**DIRECTIVE**
Swap "bowl" for "dish" everywhere in the listing below and write it out again with nothing else changed, leaving out the pictures.

**LISTING**
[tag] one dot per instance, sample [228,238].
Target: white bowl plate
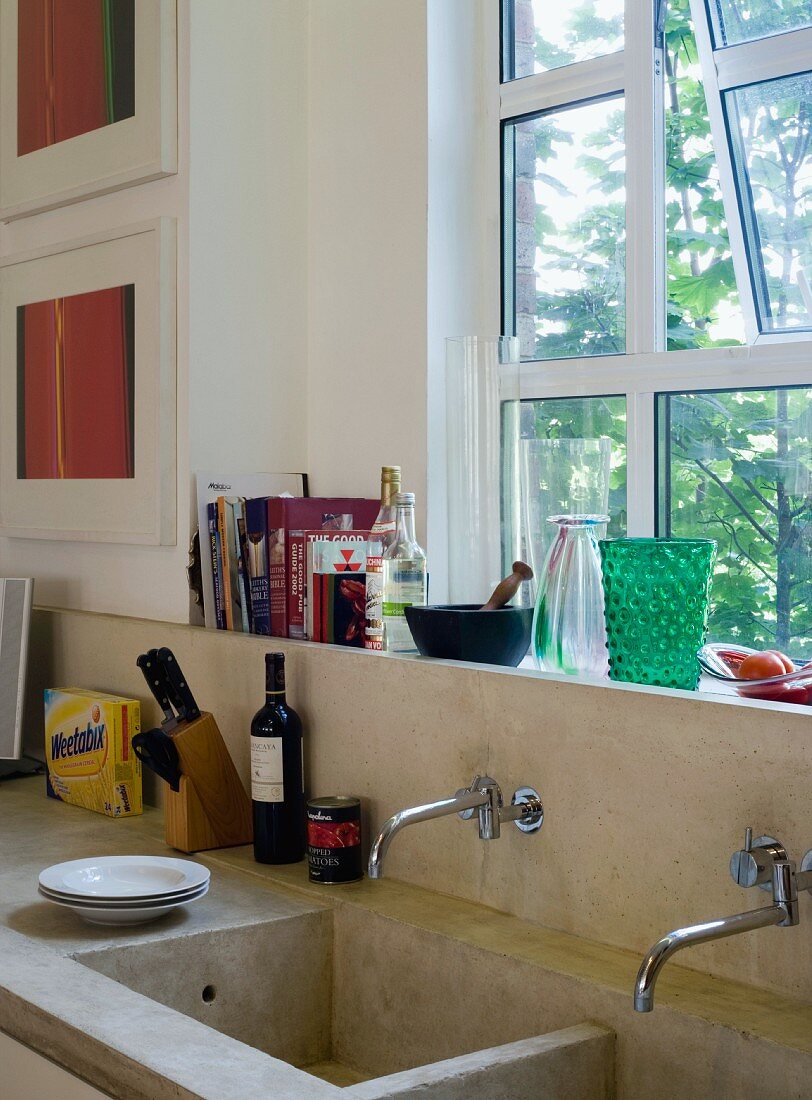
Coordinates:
[125,914]
[119,902]
[121,877]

**TASK ANSWER**
[tag] one dot per instance, sample [228,238].
Target: white dish plate
Coordinates:
[125,914]
[119,902]
[121,877]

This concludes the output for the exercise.